* _Work order_
Write all of the lines below out again, exactly as they stand.

Point localization data
──────────────────────────────

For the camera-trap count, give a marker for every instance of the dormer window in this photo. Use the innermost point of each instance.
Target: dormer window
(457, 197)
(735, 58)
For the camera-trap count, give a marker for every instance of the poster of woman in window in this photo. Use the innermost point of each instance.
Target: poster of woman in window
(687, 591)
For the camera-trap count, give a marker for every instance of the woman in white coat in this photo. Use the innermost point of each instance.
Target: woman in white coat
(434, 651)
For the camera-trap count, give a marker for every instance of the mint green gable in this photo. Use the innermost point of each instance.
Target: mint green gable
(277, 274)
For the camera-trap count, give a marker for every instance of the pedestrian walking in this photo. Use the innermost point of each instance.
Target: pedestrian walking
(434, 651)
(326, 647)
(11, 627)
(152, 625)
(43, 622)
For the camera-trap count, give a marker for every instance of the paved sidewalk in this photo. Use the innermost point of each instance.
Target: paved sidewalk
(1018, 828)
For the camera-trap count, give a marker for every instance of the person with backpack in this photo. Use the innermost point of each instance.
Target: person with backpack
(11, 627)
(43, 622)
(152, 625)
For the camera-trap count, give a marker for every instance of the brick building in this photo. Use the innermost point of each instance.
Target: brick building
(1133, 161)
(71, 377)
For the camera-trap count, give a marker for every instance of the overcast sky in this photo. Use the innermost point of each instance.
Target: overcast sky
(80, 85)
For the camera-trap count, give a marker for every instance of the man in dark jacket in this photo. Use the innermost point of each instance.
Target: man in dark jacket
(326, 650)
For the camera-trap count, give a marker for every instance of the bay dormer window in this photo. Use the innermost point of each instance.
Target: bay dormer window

──────────────────────────────

* _Answer_
For the camera-trap count, give a marker for every instance of the dormer window in this photo. Use the innermost point of each instance.
Target: dormer window
(457, 197)
(735, 58)
For the camera-trap count, give a marker for every instance of the poster of woman in window in this photo. Use the innermost point of each instance.
Target: poster of woman in window
(687, 591)
For the camera-trap count, give a marker for every instance of the woman in white coat in this photo. Use the innermost point of each instance.
Target: woman in white coat
(434, 651)
For the camera-trap count, give a marker for every instance of the mint green gable in this photo. Use the innermost point of each instance.
Target: mint green gable
(277, 274)
For the camera-trap count, give a marker for every instance of the pedestrian walking in this photo. Use the innermost point of each instance.
Target: pedestrian walking
(434, 651)
(326, 647)
(11, 627)
(152, 625)
(43, 622)
For the camera-trap count, give a marker for every instance of the paved sidewalk in this photo. Use the innermost point of each instance.
Target: paved sidewalk
(1018, 828)
For the camera-trap count, give a marker for every instance of the person with backpack in this photo. Use the innermost point of each instance.
Target: person with backpack
(11, 627)
(43, 622)
(152, 625)
For the camera-trap count, give a marker for every instance of the brick building in this photo. Use the innermost point of each instance.
Target: brick building
(1133, 161)
(71, 377)
For the camera-trap count, give a marker for every instance of the overcast sky in this photo. Use the innermost point of each instance.
Target: overcast sky
(80, 85)
For the camera-trap count, give a marker for every instance of the man in dark jacket in this photo. Use the innermost point of each instance.
Target: man in dark jacket
(326, 650)
For the camera-trap count, give a marker for every instance of the bay dormer window in this photo. Use the innermost point of each instance.
Target: bay dormer window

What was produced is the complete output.